Page extract Block Start
As CM, Karunanidhi constructed a magnificent Rs 1,100-crore oval-shaped new secretariat-cum-assembly complex, turning the 300 year old Fort St George secretariat into a library for the Central Institute for Classical Tamil Studies. Jayalalithaa turned that into a hospital. Over the past 10 years, her inexpensive meals scheme, subsidised pharmacies and the freebies (including cash) that accompany every election might not make for a healthy democracy but do represent a winning formula (ADMK won 37 of the 39 Lok Sabha seats in 2014, with 44 per cent of the vote share).
 
You could argue all this has little to do with her. In her second tenure, particularly, she was largely an absentee CM, putting in only a few hours at the Secretariat, leaving it to the bureaucracy to guess what she might want. She spent months resting at her farm house in the Tamil Nadu hills, frustratingly inaccessible. Problems of the sugar sector (where the state government could have helped) or even big multinationals like Nokia could have benefited from the CM’s intervention. With just a little bit of effort, Tamil Nadu could have been propelled as India’s best run state.
 
But, the CM’s health, it was clear, was deteriorating. Even before her conviction and jail term, months would go by and she would not meet ministers and bureaucrats. Officers had to go to her residence, send files in, wait to be buzzed in or await the files. It could be hours, it could be days. In most cases, she would not meet at all: The file would come back with notings.
 
When in jail, the pressure on bureaucrats was to be more succinct and clear in their notes, there being no possibility for a face to face discussion. Things were run via a committee of bureaucrats headed by advisor Sheela Balakrishnan. In some ways, clearance was faster.
Page extract Block End
> [Problem set]:
- A) Write out the stretch of the passage on Jayalalithaa's years as chief minister from "When in jail, the" through "clearance was faster.".
- B) In the passage on Jayalalithaa's years as chief minister, who headed the committee of bureaucrats that ran things while she was in jail?
- C) Write what comes next in the passage on Jayalalithaa's years as chief minister, picking up after its last sentence.
Data listing Block Start
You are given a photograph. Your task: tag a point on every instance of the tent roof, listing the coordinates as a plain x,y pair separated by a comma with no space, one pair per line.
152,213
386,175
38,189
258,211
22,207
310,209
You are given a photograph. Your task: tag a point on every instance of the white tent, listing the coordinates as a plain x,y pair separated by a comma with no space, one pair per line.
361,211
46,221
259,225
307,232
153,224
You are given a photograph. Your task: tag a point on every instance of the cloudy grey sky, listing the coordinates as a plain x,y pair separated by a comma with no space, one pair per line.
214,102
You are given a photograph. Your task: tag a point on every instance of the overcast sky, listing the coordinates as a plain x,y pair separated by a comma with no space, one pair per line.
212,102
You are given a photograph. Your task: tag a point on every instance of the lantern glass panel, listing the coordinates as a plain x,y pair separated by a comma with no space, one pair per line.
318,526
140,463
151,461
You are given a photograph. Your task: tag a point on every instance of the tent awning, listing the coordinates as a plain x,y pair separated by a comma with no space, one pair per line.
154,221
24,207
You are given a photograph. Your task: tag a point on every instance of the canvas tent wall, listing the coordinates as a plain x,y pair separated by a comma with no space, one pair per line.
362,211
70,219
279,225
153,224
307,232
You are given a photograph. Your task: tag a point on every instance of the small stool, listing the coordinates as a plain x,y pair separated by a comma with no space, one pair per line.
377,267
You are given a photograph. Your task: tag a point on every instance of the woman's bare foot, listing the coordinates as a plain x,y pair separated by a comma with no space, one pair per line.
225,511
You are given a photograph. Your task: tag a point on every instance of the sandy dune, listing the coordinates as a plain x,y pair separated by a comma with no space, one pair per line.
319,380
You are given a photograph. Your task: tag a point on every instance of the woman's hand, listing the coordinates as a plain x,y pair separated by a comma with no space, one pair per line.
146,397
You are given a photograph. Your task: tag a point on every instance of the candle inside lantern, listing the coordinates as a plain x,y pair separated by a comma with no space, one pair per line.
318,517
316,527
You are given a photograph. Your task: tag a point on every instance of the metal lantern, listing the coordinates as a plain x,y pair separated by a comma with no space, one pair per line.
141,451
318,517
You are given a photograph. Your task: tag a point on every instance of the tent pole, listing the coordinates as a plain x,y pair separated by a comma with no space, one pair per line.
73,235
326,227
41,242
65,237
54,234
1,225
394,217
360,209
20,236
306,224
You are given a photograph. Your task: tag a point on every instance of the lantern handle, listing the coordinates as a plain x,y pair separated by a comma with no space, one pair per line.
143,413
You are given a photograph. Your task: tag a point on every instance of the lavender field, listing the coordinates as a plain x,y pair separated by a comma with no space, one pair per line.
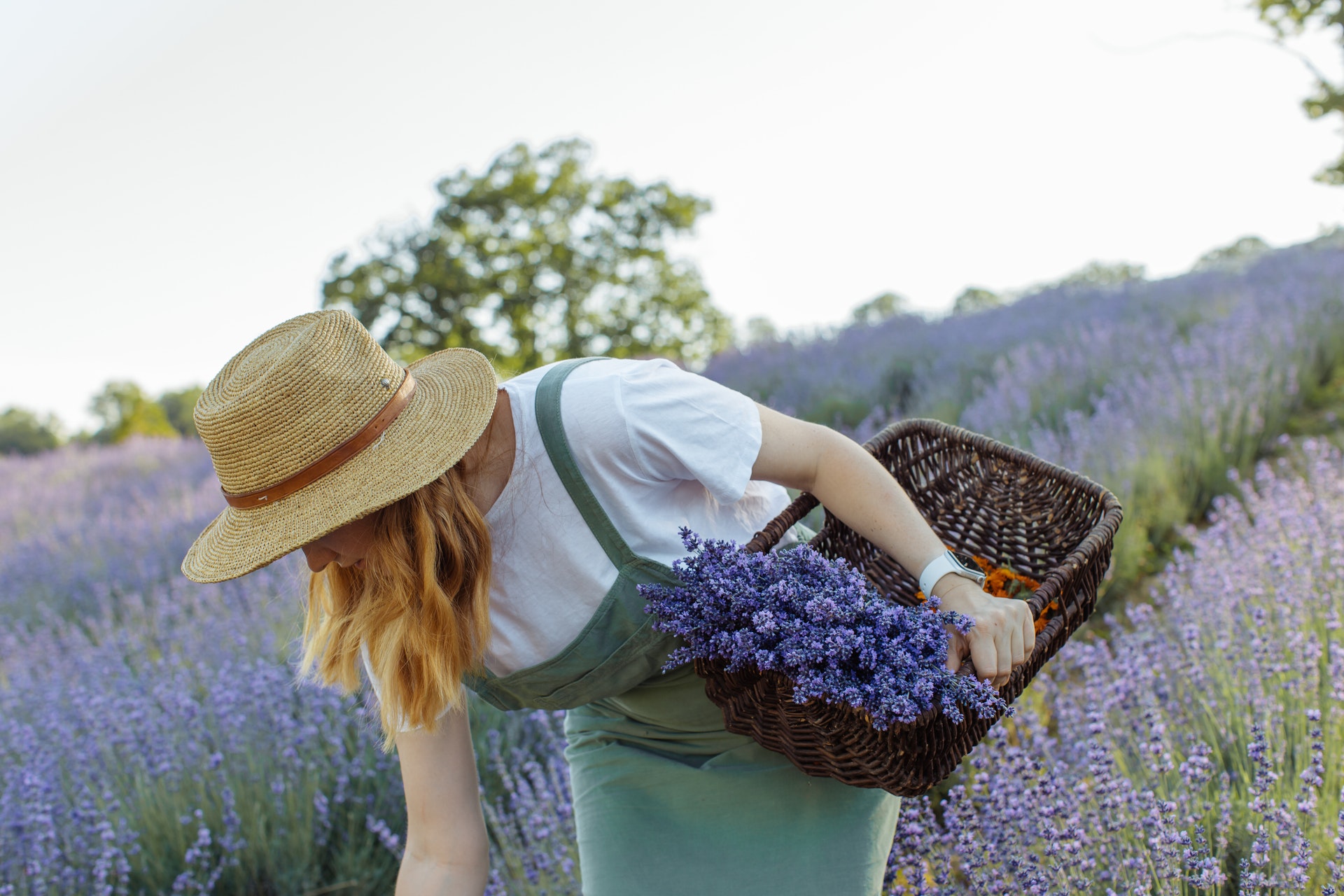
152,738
Data listing Block End
Data listing Block Start
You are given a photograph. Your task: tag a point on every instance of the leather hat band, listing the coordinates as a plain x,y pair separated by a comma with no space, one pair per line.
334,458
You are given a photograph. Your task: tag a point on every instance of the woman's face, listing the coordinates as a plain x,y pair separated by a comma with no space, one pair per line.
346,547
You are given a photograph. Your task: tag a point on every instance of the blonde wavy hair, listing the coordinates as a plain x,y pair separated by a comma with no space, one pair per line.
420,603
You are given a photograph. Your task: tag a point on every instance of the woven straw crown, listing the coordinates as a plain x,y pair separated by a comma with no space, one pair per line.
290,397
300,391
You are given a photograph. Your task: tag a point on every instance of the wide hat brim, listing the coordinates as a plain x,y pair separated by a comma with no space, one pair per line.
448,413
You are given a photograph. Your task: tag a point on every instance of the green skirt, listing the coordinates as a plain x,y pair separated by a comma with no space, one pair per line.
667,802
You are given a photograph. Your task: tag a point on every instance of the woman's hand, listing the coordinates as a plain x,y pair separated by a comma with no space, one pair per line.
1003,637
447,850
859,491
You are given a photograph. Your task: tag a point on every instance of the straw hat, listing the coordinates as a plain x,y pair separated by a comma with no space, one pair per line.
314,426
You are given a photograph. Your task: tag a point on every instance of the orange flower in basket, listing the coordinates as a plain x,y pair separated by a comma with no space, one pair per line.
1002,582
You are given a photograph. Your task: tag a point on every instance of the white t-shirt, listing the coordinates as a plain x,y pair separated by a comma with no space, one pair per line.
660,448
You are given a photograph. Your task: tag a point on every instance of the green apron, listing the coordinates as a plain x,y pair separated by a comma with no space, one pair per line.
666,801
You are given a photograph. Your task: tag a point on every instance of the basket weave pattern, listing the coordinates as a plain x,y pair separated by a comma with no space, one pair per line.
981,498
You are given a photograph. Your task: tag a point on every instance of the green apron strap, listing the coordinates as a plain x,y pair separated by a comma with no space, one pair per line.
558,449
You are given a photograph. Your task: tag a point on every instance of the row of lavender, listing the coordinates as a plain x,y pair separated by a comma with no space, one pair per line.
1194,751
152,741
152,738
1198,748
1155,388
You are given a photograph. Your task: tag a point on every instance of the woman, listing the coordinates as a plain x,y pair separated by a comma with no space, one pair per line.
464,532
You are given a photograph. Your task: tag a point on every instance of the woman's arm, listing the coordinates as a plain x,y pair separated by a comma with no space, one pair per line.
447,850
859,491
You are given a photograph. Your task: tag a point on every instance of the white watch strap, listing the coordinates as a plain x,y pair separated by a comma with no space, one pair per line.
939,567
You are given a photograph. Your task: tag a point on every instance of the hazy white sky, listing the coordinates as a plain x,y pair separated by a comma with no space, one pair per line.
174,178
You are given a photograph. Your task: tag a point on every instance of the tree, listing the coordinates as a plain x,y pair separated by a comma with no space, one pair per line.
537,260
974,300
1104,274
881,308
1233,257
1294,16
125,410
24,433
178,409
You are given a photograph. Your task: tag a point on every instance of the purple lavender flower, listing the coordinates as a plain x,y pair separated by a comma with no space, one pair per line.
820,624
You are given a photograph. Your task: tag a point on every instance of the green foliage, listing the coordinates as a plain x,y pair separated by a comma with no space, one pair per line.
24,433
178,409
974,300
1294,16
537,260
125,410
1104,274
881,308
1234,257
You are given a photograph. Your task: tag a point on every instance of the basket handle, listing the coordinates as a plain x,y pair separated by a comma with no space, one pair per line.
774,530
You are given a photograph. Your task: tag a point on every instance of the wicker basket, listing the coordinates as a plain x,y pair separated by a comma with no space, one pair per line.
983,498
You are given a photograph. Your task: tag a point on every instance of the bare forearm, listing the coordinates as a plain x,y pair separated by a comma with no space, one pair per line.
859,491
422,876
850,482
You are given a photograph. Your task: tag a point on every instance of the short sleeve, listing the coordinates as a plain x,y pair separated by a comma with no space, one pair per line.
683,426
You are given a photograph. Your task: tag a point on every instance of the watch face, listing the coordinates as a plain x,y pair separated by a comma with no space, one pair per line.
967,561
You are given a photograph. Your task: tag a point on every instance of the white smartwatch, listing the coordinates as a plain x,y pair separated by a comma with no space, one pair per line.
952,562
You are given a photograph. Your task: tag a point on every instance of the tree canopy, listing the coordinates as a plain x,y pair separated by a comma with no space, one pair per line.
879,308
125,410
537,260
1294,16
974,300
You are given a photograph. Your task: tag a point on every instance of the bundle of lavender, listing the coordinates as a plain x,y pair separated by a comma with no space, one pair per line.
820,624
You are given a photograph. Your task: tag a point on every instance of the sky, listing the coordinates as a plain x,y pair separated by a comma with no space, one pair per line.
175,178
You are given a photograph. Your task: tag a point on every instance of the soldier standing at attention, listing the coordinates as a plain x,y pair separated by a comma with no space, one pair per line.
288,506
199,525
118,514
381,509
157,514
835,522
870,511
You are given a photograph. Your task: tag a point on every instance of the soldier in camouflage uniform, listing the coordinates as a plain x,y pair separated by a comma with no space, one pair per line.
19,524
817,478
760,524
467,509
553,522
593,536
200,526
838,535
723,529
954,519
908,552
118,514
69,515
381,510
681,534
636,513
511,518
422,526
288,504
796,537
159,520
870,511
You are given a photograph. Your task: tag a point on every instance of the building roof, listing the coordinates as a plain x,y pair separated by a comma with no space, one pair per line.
Data listing Block End
> [Results by task]:
- A)
When in jail, the pressure on bureaucrats was to be more succinct and clear in their notes, there being no possibility for a face to face discussion. Things were run via a committee of bureaucrats headed by advisor Sheela Balakrishnan. In some ways, clearance was faster.

- B) Advisor Sheela Balakrishnan.

- C)
 
But, everyone at the 28-minute swearing-in after she was elected in a byelection noticed the national anthem had to be curtailed because she was finding it difficult to stand. There was a proposal that she file her nomination for her election to the assembly from home but the Election Commission ruled that out. She operated from home. A series of modified sheds outside her house would serve as  waiting rooms for bureaucrats who wanted files cleared. They would hand over the papers to some young girls who were domestics. They would take the files and bring these back. Friend and confidante Sasikala was very much in evidence but none of her relatives. It was pretty much ‘rule by the buzzer’.
 
If the CM met so few people, had so little contact with the outside world, how could she keep tabs on what her colleagues were doing?  Through a complicated system of intelligence gathering, say bureaucrats, which called from reports from the state intelligence departments, ‘loyal’ bureaucrats and party workers. Jayalalithaa is no longer there but the system she has created will be replicated by her successor. She has left behind a legacy that is both original and colossal.